"""
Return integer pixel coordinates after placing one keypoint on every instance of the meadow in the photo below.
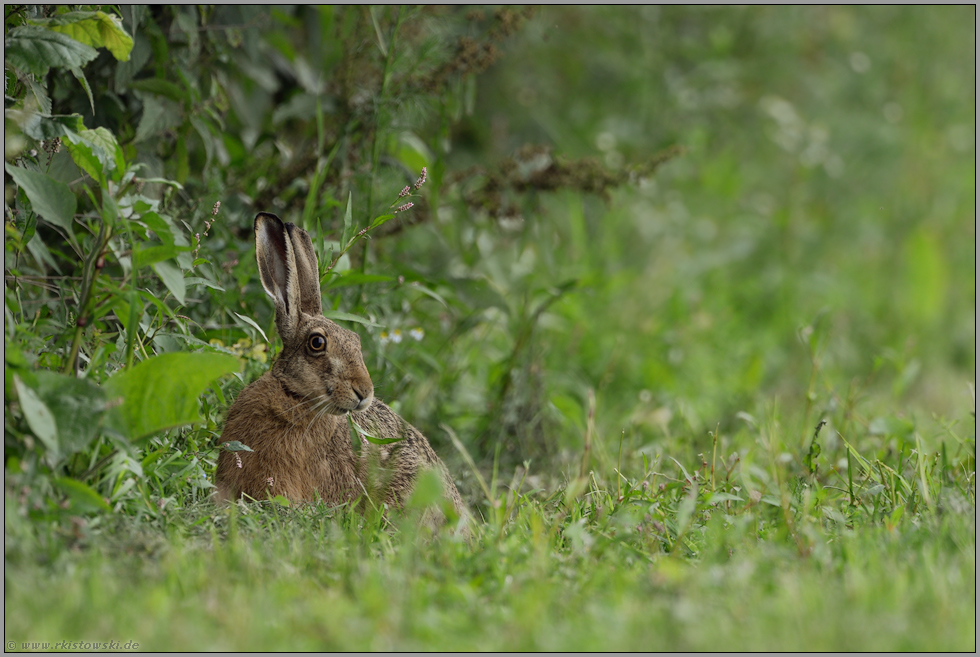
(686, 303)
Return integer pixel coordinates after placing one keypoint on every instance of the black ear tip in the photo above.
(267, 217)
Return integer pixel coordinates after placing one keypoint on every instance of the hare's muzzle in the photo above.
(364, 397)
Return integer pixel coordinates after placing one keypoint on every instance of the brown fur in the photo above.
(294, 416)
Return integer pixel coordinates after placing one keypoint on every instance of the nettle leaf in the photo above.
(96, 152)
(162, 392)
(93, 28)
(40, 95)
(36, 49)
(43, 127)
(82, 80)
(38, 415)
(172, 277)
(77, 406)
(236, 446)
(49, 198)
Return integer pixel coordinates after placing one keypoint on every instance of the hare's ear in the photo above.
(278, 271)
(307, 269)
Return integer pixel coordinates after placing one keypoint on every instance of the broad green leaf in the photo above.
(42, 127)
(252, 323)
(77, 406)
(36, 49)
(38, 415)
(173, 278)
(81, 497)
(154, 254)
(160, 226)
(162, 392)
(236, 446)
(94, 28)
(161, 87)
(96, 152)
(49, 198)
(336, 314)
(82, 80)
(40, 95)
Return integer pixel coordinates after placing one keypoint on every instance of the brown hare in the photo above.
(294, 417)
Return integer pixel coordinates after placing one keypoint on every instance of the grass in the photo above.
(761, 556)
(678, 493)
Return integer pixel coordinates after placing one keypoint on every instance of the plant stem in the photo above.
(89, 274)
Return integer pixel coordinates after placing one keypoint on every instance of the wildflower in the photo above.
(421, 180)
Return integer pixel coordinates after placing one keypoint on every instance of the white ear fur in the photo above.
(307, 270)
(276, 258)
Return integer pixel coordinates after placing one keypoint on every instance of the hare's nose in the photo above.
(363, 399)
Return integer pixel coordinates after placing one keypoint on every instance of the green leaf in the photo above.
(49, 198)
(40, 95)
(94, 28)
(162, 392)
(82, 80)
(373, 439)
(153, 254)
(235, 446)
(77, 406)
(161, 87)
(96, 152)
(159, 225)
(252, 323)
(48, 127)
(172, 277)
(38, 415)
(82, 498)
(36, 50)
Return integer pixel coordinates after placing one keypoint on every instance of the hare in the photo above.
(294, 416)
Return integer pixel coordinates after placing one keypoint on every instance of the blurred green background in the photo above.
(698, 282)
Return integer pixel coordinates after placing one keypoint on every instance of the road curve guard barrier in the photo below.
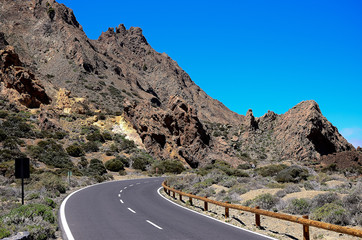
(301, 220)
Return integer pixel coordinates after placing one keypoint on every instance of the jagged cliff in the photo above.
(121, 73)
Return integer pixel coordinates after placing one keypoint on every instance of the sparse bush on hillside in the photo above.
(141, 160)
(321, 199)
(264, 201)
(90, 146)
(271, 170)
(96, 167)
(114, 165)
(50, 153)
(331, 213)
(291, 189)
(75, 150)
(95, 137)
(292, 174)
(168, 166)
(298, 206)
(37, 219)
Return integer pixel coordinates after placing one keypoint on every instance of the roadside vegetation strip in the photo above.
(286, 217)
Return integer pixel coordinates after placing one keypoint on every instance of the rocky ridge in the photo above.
"""
WHAT TO DO
Reproduce the material above in full, images excluded.

RESULT OF THIS EXERCISE
Return integer pixel coordinates after placing one keypoint on every instance of the meadow in the photo below.
(686, 303)
Return integer pixel coordinates after placing one keypoint on every instance of the black ear tip in the photo above.
(267, 217)
Return integer pixel coordinates after placing one keypoint on every instance of the hare's muzzle in the photo above.
(364, 397)
Return integer pixel coordinates after placing one keypoint on every instance of the brown fur in the photo above.
(294, 416)
Return integer pixel coordinates after placing one keypoint on every instance of the nettle leaf in the photo above.
(96, 152)
(162, 392)
(93, 28)
(40, 95)
(36, 49)
(43, 127)
(82, 80)
(38, 415)
(172, 277)
(77, 406)
(236, 446)
(49, 198)
Return integer pixel coordinates after placing one keypoint on every instance of the hare's ear in the photo above.
(278, 271)
(307, 269)
Return integer pixel coordinates after placing one keypoint on every instance of the broad green leaf in the photo above.
(42, 127)
(252, 323)
(77, 406)
(36, 49)
(38, 415)
(173, 278)
(81, 497)
(154, 254)
(160, 226)
(162, 392)
(236, 446)
(94, 28)
(161, 87)
(96, 152)
(49, 198)
(336, 314)
(82, 80)
(40, 95)
Return integer pixel coordinates after placing one keypoint on every instance of the brown hare in the photo above.
(294, 417)
Return integer pixel coordinates after placing one keypoint on every instance of the grass in the photo above.
(761, 556)
(678, 493)
Return integer pixel coordinates after placing one keypoint on every instance of the plant stem in the photo above.
(89, 274)
Return integer pixel coordinates after placing one keypoint on every instance of the wildflower in the photo above.
(421, 180)
Return integer pixel coordinates after placing one keypoint on every instance of the white ear fur in the photo above.
(307, 270)
(276, 258)
Return integer pixel coordinates after placing one keypoint on every instance of the hare's nose in the photo above.
(363, 399)
Return integer pixel coordinates after placing one keypoint on every instance of the green leaf in the photo above.
(49, 198)
(40, 95)
(94, 28)
(162, 392)
(82, 80)
(373, 439)
(153, 254)
(235, 446)
(77, 406)
(161, 87)
(96, 152)
(159, 225)
(252, 323)
(48, 127)
(172, 277)
(38, 415)
(82, 498)
(36, 50)
Return integer pixel coordinates after placing one keypoint on every instance of the hare in the photo above.
(294, 416)
Return integer pixel coordinates after placing one keypoint on every instance of the blurred green background in the photo above.
(698, 282)
Return integer pixel coordinates after placing one keypoint on every instance of the road curve guard barrier in the photo below.
(301, 220)
Return integer pixel coordinates after placing one keypoint on every instance of the jagged cliff in the photo above.
(121, 73)
Return integer pixel coordinates after placing one keypoint on every instance of the sparse bush on hillside in the photo above.
(141, 160)
(321, 199)
(264, 201)
(90, 146)
(271, 170)
(96, 167)
(114, 165)
(50, 153)
(331, 213)
(291, 189)
(75, 150)
(95, 137)
(292, 174)
(168, 166)
(298, 206)
(37, 219)
Return integer pixel coordinates after placing one keypoint on every instance of the roadside vegetation strip in the photo above.
(286, 217)
Return integer pixel coordinates after placing one keypoint on every instance of the rocky ridge in the photo above.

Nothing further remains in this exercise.